__EXERCISE INSTRUCTIONS__: Exactly reproduce the line that contains "[mark] yellow egg with" and all lines after it in the entries below, through the very last line.

__EXTRACTED MATERIAL__:
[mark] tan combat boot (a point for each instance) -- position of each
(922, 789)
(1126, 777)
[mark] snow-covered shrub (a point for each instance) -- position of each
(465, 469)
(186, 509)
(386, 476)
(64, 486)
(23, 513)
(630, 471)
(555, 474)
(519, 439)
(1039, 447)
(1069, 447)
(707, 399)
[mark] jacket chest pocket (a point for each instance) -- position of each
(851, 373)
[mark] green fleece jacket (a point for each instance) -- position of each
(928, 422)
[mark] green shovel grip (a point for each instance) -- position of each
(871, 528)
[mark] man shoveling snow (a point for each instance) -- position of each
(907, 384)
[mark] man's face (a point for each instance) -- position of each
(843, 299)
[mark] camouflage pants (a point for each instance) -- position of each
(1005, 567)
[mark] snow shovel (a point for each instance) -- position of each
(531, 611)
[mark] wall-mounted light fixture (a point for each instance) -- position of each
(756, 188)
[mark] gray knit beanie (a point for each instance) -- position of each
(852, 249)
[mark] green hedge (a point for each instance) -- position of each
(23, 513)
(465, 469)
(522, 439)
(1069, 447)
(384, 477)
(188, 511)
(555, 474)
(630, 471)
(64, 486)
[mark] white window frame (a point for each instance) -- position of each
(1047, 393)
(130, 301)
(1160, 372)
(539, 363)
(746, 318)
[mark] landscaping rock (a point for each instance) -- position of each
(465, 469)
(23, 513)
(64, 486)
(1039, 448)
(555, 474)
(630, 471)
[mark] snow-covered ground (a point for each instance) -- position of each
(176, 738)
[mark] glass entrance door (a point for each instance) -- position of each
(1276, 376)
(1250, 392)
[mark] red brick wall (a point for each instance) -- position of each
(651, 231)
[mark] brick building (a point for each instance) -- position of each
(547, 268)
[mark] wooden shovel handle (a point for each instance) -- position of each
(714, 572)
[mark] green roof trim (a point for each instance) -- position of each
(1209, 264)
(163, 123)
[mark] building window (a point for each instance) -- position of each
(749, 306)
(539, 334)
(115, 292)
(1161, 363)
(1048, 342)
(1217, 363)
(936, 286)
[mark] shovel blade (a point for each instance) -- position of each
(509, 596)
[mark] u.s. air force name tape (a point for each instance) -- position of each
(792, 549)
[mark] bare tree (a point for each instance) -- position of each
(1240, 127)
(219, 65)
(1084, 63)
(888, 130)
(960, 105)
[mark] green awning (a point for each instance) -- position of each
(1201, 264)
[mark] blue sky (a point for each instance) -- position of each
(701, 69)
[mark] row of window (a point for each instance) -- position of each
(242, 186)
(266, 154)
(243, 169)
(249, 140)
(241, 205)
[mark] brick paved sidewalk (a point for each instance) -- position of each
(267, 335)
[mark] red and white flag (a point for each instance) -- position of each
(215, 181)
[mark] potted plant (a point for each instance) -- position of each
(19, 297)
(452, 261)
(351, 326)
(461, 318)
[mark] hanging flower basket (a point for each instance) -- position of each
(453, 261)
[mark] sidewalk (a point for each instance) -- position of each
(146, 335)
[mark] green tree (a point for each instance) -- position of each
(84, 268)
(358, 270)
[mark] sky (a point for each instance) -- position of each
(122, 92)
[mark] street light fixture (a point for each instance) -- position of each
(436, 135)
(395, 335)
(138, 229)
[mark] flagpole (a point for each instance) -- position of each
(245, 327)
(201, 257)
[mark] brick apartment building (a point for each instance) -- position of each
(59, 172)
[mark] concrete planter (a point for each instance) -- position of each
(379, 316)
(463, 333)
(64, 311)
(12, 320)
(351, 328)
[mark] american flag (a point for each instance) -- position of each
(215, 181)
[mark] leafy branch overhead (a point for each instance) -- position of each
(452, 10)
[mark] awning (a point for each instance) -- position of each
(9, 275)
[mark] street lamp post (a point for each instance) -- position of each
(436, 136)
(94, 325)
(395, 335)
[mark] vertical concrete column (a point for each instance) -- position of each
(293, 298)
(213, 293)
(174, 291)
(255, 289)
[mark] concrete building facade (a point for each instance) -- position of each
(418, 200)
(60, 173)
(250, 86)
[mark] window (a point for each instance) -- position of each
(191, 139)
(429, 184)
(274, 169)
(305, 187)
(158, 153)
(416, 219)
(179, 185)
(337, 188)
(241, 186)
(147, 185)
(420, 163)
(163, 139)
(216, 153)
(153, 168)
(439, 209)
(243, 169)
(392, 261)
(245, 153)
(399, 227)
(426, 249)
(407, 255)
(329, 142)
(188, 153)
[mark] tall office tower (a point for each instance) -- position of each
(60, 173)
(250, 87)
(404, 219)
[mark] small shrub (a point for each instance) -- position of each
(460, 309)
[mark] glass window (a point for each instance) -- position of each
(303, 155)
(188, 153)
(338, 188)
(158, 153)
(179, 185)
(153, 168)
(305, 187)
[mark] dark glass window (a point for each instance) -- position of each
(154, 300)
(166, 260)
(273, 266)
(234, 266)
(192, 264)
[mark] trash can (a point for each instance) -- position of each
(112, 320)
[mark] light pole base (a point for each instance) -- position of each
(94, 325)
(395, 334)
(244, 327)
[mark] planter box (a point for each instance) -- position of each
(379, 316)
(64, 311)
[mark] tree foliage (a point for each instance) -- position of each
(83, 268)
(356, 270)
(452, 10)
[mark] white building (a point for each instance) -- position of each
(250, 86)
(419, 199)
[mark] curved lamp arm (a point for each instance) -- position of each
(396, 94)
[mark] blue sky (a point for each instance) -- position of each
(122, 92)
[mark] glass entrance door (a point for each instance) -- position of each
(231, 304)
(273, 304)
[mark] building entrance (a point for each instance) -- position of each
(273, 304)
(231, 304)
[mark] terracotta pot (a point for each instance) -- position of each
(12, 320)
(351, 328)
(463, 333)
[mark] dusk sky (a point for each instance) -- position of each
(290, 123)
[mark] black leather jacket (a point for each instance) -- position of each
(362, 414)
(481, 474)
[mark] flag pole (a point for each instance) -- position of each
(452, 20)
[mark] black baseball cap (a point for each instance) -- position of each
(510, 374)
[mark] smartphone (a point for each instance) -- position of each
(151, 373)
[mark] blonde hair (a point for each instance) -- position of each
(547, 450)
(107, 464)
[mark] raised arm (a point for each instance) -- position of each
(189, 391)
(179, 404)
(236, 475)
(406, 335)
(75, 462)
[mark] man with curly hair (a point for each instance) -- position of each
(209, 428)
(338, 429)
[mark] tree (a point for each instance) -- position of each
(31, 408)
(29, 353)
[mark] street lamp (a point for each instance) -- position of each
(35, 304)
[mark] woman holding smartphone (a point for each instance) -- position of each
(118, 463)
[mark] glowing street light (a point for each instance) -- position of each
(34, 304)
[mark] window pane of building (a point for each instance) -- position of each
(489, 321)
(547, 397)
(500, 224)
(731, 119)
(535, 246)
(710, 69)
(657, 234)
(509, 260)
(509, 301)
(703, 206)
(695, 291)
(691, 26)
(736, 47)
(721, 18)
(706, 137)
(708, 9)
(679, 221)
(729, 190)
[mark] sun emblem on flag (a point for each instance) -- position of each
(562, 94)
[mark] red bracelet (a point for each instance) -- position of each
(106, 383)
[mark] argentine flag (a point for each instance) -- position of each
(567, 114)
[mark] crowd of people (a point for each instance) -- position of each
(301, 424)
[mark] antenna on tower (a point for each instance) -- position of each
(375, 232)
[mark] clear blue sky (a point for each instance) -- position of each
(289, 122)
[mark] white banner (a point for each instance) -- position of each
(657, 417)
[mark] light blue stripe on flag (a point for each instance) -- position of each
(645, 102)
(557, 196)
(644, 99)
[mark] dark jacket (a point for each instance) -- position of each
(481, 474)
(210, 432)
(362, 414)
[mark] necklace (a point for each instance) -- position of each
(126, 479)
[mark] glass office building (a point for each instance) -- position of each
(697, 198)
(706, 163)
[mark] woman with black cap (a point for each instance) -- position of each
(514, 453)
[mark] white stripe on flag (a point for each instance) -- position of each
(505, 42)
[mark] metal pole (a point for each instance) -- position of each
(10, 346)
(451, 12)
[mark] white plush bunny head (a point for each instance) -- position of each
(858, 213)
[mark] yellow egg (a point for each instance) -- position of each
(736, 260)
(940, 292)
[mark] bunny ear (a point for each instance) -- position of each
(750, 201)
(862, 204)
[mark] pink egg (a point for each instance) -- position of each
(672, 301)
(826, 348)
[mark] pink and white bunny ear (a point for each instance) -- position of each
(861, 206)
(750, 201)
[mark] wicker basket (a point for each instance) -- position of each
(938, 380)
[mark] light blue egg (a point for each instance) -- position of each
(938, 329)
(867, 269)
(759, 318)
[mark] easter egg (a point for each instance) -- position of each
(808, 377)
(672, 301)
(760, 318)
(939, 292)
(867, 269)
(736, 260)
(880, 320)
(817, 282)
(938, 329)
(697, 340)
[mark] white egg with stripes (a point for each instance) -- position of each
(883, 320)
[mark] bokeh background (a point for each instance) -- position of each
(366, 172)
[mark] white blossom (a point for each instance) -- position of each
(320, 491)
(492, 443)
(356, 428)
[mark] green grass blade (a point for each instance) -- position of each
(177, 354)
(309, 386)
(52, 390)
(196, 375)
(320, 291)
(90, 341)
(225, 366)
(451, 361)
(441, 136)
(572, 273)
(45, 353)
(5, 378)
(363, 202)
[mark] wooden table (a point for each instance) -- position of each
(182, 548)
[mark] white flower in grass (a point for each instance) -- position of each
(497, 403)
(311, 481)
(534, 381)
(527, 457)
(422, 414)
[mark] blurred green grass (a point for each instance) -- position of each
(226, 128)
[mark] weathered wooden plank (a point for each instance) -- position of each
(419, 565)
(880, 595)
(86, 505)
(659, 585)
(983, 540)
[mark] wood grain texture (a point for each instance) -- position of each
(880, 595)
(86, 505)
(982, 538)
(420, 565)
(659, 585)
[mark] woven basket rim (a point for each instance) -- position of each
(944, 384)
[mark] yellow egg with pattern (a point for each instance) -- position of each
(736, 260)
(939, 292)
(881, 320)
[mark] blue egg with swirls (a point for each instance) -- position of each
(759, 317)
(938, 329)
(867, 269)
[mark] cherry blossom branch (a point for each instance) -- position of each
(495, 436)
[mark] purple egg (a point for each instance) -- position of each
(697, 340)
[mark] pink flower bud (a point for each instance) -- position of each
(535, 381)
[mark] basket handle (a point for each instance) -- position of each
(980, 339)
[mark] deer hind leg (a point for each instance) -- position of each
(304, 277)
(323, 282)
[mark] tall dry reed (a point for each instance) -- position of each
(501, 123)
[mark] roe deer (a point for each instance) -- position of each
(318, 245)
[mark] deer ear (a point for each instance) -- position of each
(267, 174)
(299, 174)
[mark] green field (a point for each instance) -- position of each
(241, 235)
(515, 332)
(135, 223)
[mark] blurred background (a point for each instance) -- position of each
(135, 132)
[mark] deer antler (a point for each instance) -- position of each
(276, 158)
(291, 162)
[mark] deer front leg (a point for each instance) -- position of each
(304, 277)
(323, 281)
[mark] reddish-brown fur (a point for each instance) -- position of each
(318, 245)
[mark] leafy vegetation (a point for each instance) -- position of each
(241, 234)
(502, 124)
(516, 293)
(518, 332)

__RESULT OF THE EXERCISE__:
[mark] yellow egg with pattern (a point for each instance) -- position of each
(736, 260)
(939, 292)
(881, 320)
[mark] blue egg with swirls (a point for each instance) -- position of each
(759, 317)
(938, 329)
(867, 269)
[mark] cherry blossom branch (a point for each instance) -- position of each
(495, 436)
[mark] purple egg (a point for each instance) -- position of each
(697, 340)
[mark] pink flower bud (a point for each instance) -- position of each
(535, 381)
[mark] basket handle (a point for each instance) -- position of each
(980, 339)
[mark] deer hind leg (a point for each instance) -- position of each
(304, 277)
(323, 282)
[mark] tall dry reed (a point for each instance) -- position of each
(501, 123)
[mark] roe deer (a point for each instance) -- position of each
(318, 245)
[mark] deer ear (a point for each instance) -- position of each
(267, 174)
(299, 174)
[mark] green field (a point for each instance) -- position of each
(241, 235)
(515, 332)
(135, 223)
[mark] blurred background (a point for each instance) -- position of each
(135, 132)
[mark] deer antler (a point for each instance) -- position of each
(276, 158)
(291, 162)
[mark] deer front leg (a point for each instance) -- position of each
(304, 277)
(323, 281)
[mark] reddish-brown fur (a point for each instance) -- position of each
(318, 245)
[mark] leafy vegetation (a point for each instance) -- position of each
(241, 234)
(502, 124)
(516, 293)
(518, 332)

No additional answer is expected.